## READING PASSAGE
## Begin

2.6.2 Approvals. Lenders
shall have received evidence satisfactory to them that all consents and
approvals which are necessary for, or required as a condition of, the validity
and enforceability of this Credit Agreement and all other Loan Documents have
been obtained and are in full force and effect.
2.6.3 Representations and Warranties
Correct. All of Borrower’s representations and warranties
contained in this Credit Agreement and in any other Loan Document shall be true
and correct in all material respects on the date the Loan funds are disbursed,
and Borrower shall have delivered to Lenders a certificate executed by an
Authorized Officer to such effect.
2.6.4 No Event of
Default. No Event of Default shall have occurred, and Borrower
shall have delivered to Lenders a certificate executed by an Authorized Officer
to such effect.
2.6.5 Independent
Verification. Borrower must provide for Lenders’ review and
acceptance such documentation as may be required by Lenders to ensure Borrower
is in compliance with the terms and conditions of this Credit Agreement,
including, without limitation, resolutions of Borrower’s board of directors or a
duly constituted and authorized committee thereof, certified by the secretary or
an assistant secretary of the corporation, authorizing the execution and
delivery of this Agreement and the other Loan Documents and performance of
Borrower’s obligations hereunder and thereunder.
2.6.6 Shares. Prior to
the initial Draw under this Credit Agreement, Borrower must have issued the
Shares to Lenders as described in Section 4 of this Credit
Agreement.

## End

(Pointing records)
## Begin

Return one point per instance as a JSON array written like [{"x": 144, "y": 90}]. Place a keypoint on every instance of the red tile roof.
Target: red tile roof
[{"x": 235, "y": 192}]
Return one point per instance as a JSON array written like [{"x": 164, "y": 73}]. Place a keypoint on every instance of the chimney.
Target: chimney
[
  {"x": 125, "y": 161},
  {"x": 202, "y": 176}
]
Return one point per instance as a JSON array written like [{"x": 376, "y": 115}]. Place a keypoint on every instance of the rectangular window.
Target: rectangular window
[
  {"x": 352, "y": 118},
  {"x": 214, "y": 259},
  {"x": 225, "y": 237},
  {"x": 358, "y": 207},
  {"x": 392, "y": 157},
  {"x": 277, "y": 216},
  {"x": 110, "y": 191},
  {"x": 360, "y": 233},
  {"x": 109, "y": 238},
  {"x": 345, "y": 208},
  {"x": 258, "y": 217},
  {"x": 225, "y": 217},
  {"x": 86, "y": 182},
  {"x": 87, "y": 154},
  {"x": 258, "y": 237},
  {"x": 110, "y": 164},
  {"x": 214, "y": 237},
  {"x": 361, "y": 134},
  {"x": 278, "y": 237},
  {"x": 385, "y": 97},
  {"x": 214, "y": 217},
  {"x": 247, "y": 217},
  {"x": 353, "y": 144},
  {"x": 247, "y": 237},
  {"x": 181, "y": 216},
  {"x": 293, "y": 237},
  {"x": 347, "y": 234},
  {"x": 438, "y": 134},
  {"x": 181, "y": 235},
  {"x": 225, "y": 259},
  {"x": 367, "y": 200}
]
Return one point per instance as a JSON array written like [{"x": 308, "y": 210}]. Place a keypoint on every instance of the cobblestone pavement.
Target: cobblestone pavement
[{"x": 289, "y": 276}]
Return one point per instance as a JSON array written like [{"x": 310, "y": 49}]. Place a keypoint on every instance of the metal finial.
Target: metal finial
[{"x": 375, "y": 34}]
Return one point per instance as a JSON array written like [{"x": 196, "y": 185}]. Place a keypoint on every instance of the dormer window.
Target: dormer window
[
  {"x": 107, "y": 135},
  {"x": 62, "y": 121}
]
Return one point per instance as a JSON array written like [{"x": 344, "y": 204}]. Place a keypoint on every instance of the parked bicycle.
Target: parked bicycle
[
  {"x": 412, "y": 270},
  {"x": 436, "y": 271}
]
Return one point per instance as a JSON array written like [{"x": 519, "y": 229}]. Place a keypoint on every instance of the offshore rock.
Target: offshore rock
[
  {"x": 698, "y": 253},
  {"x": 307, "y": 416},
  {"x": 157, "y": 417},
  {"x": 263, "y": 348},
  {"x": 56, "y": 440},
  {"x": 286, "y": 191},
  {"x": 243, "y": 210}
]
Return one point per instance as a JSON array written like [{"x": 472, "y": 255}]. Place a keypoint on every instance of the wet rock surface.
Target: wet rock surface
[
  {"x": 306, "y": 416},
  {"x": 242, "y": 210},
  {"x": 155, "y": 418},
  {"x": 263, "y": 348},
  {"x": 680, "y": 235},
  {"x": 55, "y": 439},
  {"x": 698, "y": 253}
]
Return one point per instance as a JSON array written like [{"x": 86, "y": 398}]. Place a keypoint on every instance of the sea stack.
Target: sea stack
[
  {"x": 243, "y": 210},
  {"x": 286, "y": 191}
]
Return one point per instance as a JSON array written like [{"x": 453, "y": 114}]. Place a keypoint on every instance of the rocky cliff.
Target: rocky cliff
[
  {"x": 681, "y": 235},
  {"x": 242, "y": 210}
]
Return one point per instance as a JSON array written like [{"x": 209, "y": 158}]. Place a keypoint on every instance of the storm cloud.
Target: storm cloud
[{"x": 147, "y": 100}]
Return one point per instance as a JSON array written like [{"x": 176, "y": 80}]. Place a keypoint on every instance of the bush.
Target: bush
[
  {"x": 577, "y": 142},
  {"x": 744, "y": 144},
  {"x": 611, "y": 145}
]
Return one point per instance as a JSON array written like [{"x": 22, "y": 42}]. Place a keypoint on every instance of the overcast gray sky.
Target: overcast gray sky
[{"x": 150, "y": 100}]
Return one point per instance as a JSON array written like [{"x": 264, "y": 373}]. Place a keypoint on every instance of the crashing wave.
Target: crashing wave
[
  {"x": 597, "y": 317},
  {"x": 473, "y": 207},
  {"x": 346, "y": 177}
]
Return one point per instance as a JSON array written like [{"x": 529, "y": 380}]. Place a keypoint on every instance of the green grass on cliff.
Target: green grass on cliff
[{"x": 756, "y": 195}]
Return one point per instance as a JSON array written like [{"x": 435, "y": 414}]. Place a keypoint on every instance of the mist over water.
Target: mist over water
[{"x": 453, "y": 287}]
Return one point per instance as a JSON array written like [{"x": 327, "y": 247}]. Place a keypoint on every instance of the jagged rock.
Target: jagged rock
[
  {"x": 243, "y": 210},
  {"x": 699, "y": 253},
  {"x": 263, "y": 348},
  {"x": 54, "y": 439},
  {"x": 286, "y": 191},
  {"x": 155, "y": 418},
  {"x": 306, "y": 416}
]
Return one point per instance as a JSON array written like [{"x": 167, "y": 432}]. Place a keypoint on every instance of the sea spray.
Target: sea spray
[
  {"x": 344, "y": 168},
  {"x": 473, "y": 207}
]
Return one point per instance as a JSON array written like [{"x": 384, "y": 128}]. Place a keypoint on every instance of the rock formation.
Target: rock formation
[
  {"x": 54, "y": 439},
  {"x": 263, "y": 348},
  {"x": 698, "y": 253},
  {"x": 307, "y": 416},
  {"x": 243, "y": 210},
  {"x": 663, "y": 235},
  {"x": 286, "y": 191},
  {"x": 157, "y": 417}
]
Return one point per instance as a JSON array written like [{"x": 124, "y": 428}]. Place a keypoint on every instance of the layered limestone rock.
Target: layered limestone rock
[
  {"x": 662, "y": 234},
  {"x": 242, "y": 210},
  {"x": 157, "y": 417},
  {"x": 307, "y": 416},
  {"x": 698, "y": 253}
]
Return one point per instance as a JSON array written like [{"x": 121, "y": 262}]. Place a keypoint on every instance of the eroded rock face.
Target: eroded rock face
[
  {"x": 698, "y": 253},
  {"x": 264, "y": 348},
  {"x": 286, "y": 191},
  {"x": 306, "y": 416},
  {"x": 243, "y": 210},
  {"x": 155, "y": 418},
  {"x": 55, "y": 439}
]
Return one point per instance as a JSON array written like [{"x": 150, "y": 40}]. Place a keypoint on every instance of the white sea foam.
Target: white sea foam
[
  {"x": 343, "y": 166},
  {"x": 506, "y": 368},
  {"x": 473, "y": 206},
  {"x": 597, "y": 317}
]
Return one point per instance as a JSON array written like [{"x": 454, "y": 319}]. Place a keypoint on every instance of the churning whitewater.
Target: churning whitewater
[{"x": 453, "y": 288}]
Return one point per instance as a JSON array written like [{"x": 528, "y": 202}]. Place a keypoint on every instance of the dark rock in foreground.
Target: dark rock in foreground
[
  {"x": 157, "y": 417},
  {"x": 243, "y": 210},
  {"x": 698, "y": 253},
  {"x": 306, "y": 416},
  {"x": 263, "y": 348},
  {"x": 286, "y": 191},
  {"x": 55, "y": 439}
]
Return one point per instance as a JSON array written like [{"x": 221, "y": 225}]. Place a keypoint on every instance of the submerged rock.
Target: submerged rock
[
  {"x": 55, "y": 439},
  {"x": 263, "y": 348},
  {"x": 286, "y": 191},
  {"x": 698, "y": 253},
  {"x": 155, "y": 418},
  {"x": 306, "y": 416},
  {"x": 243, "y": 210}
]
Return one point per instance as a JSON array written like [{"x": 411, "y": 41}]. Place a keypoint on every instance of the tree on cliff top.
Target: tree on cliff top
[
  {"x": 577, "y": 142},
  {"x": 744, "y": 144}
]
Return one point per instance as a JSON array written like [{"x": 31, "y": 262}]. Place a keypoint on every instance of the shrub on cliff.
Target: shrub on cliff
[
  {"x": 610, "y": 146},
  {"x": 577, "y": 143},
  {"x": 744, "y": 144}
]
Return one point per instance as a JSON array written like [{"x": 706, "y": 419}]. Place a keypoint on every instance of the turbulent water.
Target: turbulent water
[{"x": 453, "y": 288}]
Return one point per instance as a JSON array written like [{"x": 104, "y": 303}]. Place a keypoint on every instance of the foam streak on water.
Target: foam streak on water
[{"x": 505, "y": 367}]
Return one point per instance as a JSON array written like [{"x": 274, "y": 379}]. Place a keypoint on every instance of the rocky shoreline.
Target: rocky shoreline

## End

## EXERCISE BRIEF
Please rewrite the paragraph of the credit agreement excerpt that begins "2.6.5 Independent Verification" as a short bulleted list, keeping its main facts.

## SOLUTION TO THIS PROBLEM
- Borrower must give Lenders whatever documentation they require, for their review and acceptance, to ensure Borrower complies with the terms and conditions of the Credit Agreement.
- This includes resolutions of Borrower's board of directors, or of a duly constituted and authorized committee of it.
- The resolutions must be certified by the corporation's secretary or an assistant secretary.
- The resolutions must authorize the execution and delivery of the Agreement and the other Loan Documents, and the performance of Borrower's obligations under them.